▸ **Exercise task**: In the text on potential exposure applications, over what time interval is economic capital typically measured?

▸ **Text provided**:
__________

Potential Exposure Applications

The driving force behind the creation of a potential exposure model at most energy firms is the desire to enhance a set of key management tools and applications.

While each of the applications in Figure 5 can be addressed without an appropriate potential exposure model, the quality of the results is heavily dependent on the exposure input. Here is how a forward-looking potential exposure model improves these applications:

• Most responsible energy firms want to make sure that the risks they are running are in line with the risk capital that they have available. This means making use of a key risk concept known as 'economic capital', which is the amount of capital that a firm should hold to protect itself from insolvency to a given degree of confidence over a specific time interval (typically set at one year). It is an increasingly important risk metric because it creates a common denominator of risk across risk types (e.g., market, credit, business). What matters most when calculating economic capital is the expected level of losses, and the volatility of those losses. To compute the amount of economic capital that a firm needs to cover its credit risk, the firm must be able to predict its expected potential exposure at the one-year horizon, and better still, to do so using a model that also predicts the volatility of that exposure.
• As Enron began its descent into bankruptcy, the risk managers at the energy giant's many counterparties had one question at the top of their minds: "What is my current exposure to Enron?" Measures of current exposure are clearly useful in such a situation, but two problems often exist. First, managers often have a difficulty getting hold of timely exposure measures. Second, even when current exposures are measured, the positions that create them cannot be instantly unwound. Recognizing these two problems, the more alert managers were asking a different question: "How big could my exposure to Enron become over the next month?" When a counterparty's credit quality rapidly begins to deteriorate, a model that is capable of measuring both expected and maximum likely potential exposure over an adjustable time horizon is a valuable tactical asset.
• In the wake of the Enron collapse, liquidity management is being viewed with an increased sense of urgency. It can be complicated to work out the liquidity profile over time for a complex energy portfolio. For example, financial transactions will often have margin requirement provisions, whereas physical transactions generally do not. A model of potential exposure that carefully accounts for the differences in margining requirements between various transactions can be employed to improve the predictability of short-term cash needs. Furthermore, it can offer early warning of any potentially large margin-calls that might threaten a firm's liquidity in the medium term.

__________

▸ **Data records**:
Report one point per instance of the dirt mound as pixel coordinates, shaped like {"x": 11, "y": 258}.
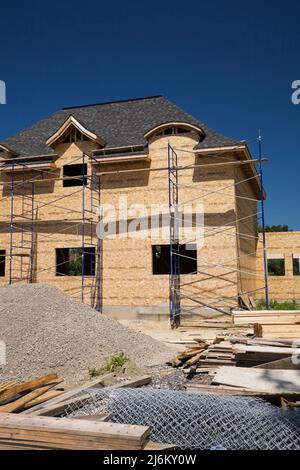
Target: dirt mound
{"x": 46, "y": 330}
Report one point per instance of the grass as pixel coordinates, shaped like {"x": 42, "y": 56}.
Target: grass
{"x": 276, "y": 305}
{"x": 112, "y": 364}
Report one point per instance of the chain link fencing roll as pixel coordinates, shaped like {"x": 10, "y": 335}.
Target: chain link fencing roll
{"x": 194, "y": 421}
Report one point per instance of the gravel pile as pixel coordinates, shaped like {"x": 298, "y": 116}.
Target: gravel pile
{"x": 46, "y": 330}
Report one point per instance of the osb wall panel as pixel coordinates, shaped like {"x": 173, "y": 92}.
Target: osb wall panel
{"x": 286, "y": 243}
{"x": 247, "y": 239}
{"x": 127, "y": 263}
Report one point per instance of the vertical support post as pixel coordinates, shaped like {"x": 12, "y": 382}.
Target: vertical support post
{"x": 174, "y": 238}
{"x": 12, "y": 189}
{"x": 83, "y": 229}
{"x": 263, "y": 222}
{"x": 32, "y": 247}
{"x": 99, "y": 254}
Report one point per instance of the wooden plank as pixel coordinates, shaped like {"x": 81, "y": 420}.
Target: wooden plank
{"x": 23, "y": 387}
{"x": 71, "y": 393}
{"x": 71, "y": 433}
{"x": 285, "y": 343}
{"x": 96, "y": 417}
{"x": 279, "y": 331}
{"x": 272, "y": 381}
{"x": 289, "y": 404}
{"x": 20, "y": 402}
{"x": 58, "y": 405}
{"x": 261, "y": 316}
{"x": 285, "y": 363}
{"x": 134, "y": 383}
{"x": 7, "y": 385}
{"x": 265, "y": 349}
{"x": 150, "y": 445}
{"x": 42, "y": 398}
{"x": 56, "y": 409}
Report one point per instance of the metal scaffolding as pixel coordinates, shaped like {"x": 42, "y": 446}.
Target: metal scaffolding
{"x": 23, "y": 225}
{"x": 22, "y": 243}
{"x": 193, "y": 291}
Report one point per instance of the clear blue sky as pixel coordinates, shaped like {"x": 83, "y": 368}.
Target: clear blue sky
{"x": 231, "y": 64}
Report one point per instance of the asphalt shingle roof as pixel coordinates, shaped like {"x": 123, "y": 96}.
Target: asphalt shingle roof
{"x": 120, "y": 124}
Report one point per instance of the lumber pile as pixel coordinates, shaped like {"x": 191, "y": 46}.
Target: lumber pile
{"x": 190, "y": 355}
{"x": 17, "y": 397}
{"x": 281, "y": 331}
{"x": 249, "y": 317}
{"x": 248, "y": 367}
{"x": 261, "y": 380}
{"x": 40, "y": 432}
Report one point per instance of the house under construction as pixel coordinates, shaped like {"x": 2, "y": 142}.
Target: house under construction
{"x": 59, "y": 176}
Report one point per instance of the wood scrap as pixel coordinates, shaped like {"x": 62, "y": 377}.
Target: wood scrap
{"x": 25, "y": 399}
{"x": 77, "y": 398}
{"x": 287, "y": 364}
{"x": 27, "y": 386}
{"x": 271, "y": 381}
{"x": 289, "y": 404}
{"x": 69, "y": 433}
{"x": 264, "y": 316}
{"x": 190, "y": 355}
{"x": 7, "y": 385}
{"x": 284, "y": 330}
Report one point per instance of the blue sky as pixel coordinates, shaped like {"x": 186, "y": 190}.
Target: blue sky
{"x": 231, "y": 64}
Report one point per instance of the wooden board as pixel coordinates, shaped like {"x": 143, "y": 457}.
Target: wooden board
{"x": 271, "y": 381}
{"x": 265, "y": 349}
{"x": 279, "y": 331}
{"x": 23, "y": 387}
{"x": 70, "y": 433}
{"x": 58, "y": 405}
{"x": 71, "y": 393}
{"x": 265, "y": 316}
{"x": 20, "y": 402}
{"x": 286, "y": 364}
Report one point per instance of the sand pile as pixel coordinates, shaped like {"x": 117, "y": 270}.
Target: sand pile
{"x": 46, "y": 330}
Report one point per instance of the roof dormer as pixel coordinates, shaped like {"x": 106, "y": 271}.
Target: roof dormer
{"x": 73, "y": 131}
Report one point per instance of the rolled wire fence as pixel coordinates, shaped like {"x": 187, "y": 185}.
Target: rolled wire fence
{"x": 194, "y": 421}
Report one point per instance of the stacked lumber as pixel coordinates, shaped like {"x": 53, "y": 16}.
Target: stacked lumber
{"x": 281, "y": 331}
{"x": 40, "y": 432}
{"x": 266, "y": 317}
{"x": 189, "y": 356}
{"x": 276, "y": 386}
{"x": 271, "y": 381}
{"x": 17, "y": 397}
{"x": 250, "y": 356}
{"x": 78, "y": 397}
{"x": 205, "y": 356}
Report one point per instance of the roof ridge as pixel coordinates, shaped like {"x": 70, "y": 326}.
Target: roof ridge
{"x": 142, "y": 98}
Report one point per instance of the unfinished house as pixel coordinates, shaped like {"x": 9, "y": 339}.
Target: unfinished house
{"x": 283, "y": 265}
{"x": 56, "y": 175}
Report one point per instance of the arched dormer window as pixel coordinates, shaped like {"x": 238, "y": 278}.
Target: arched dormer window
{"x": 174, "y": 128}
{"x": 73, "y": 131}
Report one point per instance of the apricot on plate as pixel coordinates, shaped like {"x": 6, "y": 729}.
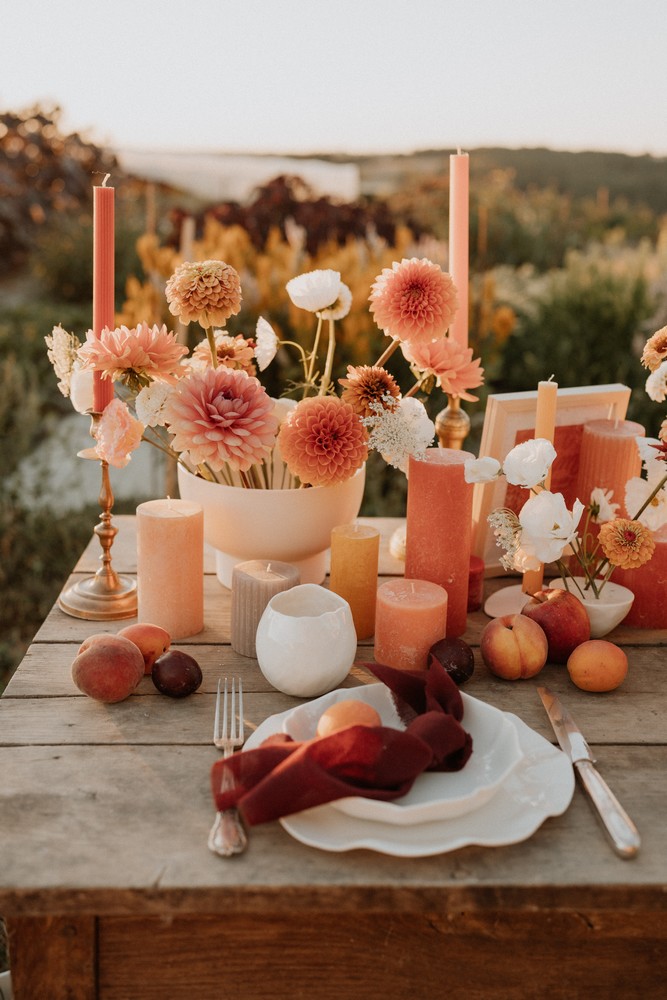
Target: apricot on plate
{"x": 597, "y": 665}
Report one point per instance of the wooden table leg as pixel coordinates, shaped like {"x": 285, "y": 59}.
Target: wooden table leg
{"x": 53, "y": 957}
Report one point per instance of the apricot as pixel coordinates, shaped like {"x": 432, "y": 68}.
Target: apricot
{"x": 597, "y": 665}
{"x": 107, "y": 667}
{"x": 152, "y": 641}
{"x": 343, "y": 714}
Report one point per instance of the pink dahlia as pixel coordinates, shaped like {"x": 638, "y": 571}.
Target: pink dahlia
{"x": 221, "y": 416}
{"x": 207, "y": 292}
{"x": 323, "y": 441}
{"x": 414, "y": 300}
{"x": 452, "y": 365}
{"x": 135, "y": 357}
{"x": 118, "y": 434}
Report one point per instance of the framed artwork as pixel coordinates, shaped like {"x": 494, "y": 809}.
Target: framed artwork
{"x": 510, "y": 419}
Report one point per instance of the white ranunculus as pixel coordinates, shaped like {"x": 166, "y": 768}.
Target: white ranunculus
{"x": 528, "y": 463}
{"x": 481, "y": 470}
{"x": 547, "y": 526}
{"x": 314, "y": 290}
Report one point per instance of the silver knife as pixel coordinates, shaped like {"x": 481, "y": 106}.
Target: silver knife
{"x": 617, "y": 823}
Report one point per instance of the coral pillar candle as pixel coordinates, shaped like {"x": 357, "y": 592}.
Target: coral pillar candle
{"x": 545, "y": 427}
{"x": 459, "y": 168}
{"x": 170, "y": 566}
{"x": 439, "y": 524}
{"x": 649, "y": 585}
{"x": 411, "y": 615}
{"x": 354, "y": 569}
{"x": 254, "y": 583}
{"x": 609, "y": 456}
{"x": 103, "y": 282}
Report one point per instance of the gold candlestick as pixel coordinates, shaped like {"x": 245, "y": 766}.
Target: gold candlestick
{"x": 452, "y": 425}
{"x": 106, "y": 595}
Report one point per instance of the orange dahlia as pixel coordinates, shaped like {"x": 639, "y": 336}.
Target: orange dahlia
{"x": 323, "y": 441}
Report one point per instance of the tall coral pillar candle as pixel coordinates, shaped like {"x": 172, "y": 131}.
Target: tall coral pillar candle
{"x": 103, "y": 282}
{"x": 170, "y": 565}
{"x": 355, "y": 551}
{"x": 439, "y": 527}
{"x": 459, "y": 226}
{"x": 411, "y": 616}
{"x": 545, "y": 427}
{"x": 254, "y": 583}
{"x": 609, "y": 456}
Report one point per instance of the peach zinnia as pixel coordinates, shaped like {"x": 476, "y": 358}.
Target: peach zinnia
{"x": 323, "y": 441}
{"x": 414, "y": 300}
{"x": 626, "y": 544}
{"x": 220, "y": 416}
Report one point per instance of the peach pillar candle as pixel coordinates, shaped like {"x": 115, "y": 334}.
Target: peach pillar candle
{"x": 459, "y": 226}
{"x": 649, "y": 585}
{"x": 609, "y": 456}
{"x": 411, "y": 615}
{"x": 170, "y": 566}
{"x": 439, "y": 527}
{"x": 104, "y": 314}
{"x": 545, "y": 427}
{"x": 355, "y": 552}
{"x": 254, "y": 583}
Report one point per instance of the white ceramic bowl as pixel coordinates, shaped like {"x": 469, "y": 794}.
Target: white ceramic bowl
{"x": 434, "y": 795}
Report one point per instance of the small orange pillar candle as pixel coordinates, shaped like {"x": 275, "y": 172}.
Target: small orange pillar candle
{"x": 609, "y": 457}
{"x": 104, "y": 314}
{"x": 439, "y": 526}
{"x": 411, "y": 615}
{"x": 355, "y": 551}
{"x": 170, "y": 566}
{"x": 254, "y": 583}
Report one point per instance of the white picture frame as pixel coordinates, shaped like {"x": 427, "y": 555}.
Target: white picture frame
{"x": 509, "y": 418}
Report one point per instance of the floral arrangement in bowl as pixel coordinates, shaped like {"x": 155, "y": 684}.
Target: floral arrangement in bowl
{"x": 209, "y": 409}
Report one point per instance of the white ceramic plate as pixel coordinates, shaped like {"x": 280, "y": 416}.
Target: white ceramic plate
{"x": 435, "y": 795}
{"x": 540, "y": 786}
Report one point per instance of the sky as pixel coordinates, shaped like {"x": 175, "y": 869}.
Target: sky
{"x": 354, "y": 76}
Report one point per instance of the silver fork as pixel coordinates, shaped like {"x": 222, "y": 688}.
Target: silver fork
{"x": 228, "y": 836}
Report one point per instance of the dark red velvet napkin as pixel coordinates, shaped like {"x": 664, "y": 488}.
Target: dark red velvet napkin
{"x": 284, "y": 776}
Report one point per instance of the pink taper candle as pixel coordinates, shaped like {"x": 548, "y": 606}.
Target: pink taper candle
{"x": 459, "y": 226}
{"x": 439, "y": 524}
{"x": 103, "y": 282}
{"x": 170, "y": 566}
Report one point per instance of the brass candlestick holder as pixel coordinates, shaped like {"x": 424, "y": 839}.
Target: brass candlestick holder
{"x": 452, "y": 425}
{"x": 106, "y": 595}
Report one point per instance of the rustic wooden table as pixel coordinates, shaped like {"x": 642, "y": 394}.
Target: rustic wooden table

__________

▸ **Result**: One year.